What needs to be done
Each line of the data below that holds the word "wing" is to be reported in full.

[Records]

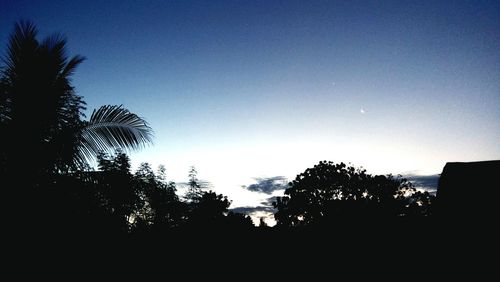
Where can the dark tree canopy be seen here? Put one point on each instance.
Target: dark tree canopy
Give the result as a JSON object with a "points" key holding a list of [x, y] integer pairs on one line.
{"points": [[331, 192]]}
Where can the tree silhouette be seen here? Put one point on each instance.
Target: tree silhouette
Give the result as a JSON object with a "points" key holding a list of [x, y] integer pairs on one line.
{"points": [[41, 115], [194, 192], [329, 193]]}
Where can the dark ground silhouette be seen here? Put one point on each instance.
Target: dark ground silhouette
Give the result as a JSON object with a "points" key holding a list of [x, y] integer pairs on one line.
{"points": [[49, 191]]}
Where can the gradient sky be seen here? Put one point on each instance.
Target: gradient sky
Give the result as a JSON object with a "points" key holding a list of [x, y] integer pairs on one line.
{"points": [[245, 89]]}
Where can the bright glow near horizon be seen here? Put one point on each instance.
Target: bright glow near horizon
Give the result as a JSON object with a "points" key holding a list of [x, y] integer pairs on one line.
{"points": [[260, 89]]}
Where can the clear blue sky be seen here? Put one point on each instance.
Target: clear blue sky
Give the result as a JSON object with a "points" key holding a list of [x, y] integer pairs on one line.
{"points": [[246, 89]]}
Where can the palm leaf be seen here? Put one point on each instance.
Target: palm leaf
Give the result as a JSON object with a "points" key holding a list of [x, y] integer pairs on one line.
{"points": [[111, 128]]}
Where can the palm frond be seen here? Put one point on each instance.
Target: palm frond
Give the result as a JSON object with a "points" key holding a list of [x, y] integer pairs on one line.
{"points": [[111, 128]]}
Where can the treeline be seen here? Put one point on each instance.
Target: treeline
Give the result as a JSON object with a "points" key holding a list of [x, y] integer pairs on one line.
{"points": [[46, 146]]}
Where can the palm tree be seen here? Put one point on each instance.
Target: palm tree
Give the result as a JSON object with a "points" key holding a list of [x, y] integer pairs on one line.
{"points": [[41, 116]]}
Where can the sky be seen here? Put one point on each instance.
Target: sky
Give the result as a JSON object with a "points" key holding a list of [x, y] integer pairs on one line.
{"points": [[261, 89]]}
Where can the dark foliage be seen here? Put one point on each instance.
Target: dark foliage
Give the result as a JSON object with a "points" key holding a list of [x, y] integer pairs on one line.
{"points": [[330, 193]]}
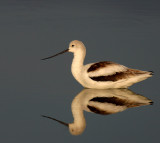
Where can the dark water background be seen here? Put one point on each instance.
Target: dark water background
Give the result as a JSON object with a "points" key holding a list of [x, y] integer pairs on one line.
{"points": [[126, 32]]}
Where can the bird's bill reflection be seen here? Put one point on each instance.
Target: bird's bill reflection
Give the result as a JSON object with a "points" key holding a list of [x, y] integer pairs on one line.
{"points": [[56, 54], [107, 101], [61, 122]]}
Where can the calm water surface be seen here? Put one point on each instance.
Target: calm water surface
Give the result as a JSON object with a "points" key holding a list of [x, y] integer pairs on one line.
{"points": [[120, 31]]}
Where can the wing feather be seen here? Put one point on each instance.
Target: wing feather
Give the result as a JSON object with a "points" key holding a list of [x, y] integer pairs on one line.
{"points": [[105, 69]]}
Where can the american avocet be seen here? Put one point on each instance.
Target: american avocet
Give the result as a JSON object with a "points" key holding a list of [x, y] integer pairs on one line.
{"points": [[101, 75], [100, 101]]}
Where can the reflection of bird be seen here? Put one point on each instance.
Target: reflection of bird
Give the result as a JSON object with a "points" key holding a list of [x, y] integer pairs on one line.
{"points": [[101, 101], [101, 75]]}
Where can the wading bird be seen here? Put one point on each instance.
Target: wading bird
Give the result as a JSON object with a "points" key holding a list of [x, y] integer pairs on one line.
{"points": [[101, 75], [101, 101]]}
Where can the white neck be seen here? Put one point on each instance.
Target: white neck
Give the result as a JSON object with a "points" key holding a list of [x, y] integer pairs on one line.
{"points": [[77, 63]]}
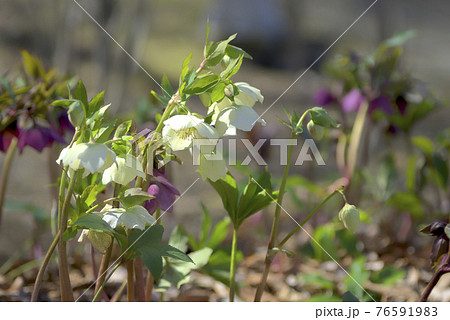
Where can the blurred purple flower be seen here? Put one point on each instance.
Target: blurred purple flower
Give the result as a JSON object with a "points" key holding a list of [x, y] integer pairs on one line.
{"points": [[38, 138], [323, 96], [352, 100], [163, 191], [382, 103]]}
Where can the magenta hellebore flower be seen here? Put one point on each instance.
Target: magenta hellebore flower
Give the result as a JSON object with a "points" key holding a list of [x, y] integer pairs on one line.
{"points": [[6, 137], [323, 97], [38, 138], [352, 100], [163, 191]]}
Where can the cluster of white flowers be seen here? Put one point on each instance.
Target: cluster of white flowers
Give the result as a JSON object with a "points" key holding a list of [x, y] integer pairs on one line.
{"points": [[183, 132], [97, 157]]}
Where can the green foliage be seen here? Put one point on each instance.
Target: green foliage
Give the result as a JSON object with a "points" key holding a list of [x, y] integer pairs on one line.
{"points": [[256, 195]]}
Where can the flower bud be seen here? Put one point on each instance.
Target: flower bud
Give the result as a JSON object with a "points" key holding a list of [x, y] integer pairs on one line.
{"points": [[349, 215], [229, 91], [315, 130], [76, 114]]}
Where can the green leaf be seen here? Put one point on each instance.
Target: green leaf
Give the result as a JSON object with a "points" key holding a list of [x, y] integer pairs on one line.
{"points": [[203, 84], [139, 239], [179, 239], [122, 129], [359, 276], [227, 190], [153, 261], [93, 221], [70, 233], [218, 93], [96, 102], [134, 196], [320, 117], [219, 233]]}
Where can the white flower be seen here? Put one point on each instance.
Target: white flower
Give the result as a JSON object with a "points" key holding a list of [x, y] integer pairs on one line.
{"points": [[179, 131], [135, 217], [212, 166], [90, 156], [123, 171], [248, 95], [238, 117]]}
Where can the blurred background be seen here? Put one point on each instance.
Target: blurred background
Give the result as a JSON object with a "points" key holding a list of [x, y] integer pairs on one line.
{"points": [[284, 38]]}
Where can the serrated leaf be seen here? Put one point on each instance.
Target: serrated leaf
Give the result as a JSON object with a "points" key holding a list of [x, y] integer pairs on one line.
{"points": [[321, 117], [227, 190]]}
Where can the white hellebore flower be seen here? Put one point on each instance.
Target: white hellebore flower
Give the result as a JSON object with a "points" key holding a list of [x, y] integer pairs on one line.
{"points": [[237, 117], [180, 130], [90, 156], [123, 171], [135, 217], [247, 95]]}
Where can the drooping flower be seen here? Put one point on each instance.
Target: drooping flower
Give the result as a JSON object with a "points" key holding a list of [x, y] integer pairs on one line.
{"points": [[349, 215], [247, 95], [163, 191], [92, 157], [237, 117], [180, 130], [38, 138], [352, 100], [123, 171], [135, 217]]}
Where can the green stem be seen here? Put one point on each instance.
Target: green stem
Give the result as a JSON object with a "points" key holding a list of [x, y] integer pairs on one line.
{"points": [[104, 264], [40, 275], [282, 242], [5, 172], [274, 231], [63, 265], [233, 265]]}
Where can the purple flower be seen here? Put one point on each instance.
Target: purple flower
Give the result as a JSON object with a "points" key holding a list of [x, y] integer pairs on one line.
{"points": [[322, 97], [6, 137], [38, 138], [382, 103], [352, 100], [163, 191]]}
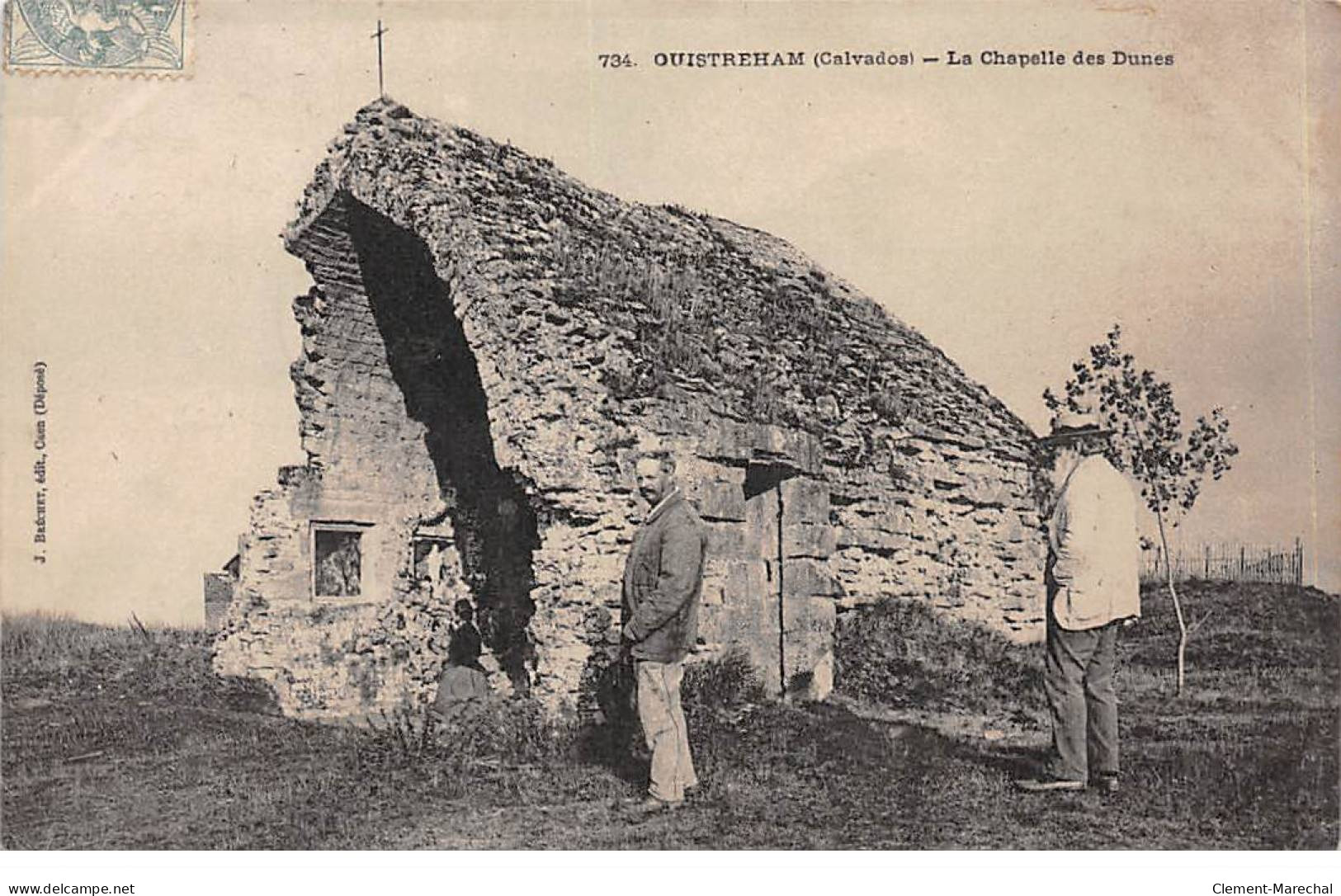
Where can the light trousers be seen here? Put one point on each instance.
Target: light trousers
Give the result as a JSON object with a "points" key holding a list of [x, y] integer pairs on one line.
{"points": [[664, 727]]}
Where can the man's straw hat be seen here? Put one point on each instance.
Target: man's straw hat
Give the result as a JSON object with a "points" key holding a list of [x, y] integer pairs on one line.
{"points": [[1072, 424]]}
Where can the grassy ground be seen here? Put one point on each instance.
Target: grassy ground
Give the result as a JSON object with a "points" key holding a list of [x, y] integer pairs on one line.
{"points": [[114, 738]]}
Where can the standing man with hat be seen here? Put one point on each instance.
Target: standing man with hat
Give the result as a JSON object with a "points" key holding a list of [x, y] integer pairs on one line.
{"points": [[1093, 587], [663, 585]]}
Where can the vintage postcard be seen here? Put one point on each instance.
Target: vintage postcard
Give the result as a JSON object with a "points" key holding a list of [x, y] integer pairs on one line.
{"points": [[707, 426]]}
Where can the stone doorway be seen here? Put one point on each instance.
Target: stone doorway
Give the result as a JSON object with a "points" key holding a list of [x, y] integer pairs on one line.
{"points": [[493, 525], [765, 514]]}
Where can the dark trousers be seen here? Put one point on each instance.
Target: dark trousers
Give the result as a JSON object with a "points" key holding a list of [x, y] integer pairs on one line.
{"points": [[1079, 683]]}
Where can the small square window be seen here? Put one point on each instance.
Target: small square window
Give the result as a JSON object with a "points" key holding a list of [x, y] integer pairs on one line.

[/Records]

Answer box
Where can the wing feather be seen here? Put one point on each instance.
Target: wing feather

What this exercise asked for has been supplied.